WHAT THIS TASK INVOLVES: Give back the line where "Can you find the gun" appears and all the lines after it until the listing ends, unchanged and with nothing else.

Named object pointing entries:
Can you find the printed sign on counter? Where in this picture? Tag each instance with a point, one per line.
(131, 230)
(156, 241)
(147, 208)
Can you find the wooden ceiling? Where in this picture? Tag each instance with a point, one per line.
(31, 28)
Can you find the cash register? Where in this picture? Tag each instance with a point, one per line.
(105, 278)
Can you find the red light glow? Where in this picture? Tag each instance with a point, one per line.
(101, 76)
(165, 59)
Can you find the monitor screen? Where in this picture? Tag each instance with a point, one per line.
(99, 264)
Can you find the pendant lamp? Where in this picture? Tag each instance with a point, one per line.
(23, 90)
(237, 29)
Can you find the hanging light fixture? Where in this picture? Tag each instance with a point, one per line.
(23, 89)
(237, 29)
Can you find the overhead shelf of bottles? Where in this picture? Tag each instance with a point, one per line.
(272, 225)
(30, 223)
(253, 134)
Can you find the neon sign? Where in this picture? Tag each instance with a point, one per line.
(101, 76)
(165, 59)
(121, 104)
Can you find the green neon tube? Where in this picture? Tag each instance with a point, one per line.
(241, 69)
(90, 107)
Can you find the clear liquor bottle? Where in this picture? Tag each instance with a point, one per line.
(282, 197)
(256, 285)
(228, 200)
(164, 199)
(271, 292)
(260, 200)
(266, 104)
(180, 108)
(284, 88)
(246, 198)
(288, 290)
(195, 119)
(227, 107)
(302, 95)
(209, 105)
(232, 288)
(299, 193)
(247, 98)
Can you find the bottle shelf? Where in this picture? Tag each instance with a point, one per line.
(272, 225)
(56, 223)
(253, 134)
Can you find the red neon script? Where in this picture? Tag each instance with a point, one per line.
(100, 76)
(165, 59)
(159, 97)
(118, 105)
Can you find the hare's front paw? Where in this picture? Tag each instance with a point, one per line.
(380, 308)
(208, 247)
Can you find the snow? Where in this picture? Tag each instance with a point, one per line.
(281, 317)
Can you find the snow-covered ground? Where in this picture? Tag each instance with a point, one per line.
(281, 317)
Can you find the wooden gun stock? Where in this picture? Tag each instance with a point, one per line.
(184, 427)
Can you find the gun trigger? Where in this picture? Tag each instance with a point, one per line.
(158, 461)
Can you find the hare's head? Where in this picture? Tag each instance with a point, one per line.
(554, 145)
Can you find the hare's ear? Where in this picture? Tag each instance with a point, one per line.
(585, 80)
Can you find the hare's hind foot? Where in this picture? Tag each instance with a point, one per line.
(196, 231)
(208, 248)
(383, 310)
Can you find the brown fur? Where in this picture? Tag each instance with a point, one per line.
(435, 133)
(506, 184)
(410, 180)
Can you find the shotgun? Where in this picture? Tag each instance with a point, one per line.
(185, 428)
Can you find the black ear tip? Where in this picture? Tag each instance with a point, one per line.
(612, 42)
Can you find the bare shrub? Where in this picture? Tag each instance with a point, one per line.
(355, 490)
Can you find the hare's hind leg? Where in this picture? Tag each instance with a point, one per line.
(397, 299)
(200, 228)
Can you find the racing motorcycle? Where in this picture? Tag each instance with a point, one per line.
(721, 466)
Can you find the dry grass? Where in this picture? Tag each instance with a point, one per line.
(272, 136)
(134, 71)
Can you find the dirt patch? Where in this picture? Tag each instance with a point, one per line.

TASK RESULT:
Can you find the gun trigger? Where in this picture? Tag each instance with a point, one per line.
(158, 461)
Can you find the hare's head? Where in this picture? Tag each instance with a point, one per line.
(554, 145)
Can you find the hare's ear? Where in this picture? Tag each instance with a point, one per line.
(585, 80)
Can you find the hare's hind foot? Where in this picture? Tag each instance with a point, one per line.
(196, 231)
(208, 248)
(383, 310)
Can you find the brown fur? Where in this picture? Tag each instance with a point, one per line.
(435, 133)
(506, 184)
(410, 180)
Can you find the shotgun? Where in this picture? Tag each instance with a point, one per line.
(185, 428)
Can you find the black ear tip? Where in this picture? Tag each instance with a point, one per line.
(612, 42)
Can you find the bare shrub? Where in this picture? Tag each instance with a point, one per line.
(355, 490)
Can you find the hare's hind leg? Where in this picture? Tag each instance with a point, one per line.
(397, 299)
(200, 228)
Can you find the racing motorcycle? Where in this picture? Tag each instance with a point, one per line.
(721, 466)
Can you find the dry grass? Where in this picture? Tag each instance with a point, one per line.
(272, 136)
(134, 71)
Can you find the dirt patch? Where in this picture? Tag each instance with a point, one per line.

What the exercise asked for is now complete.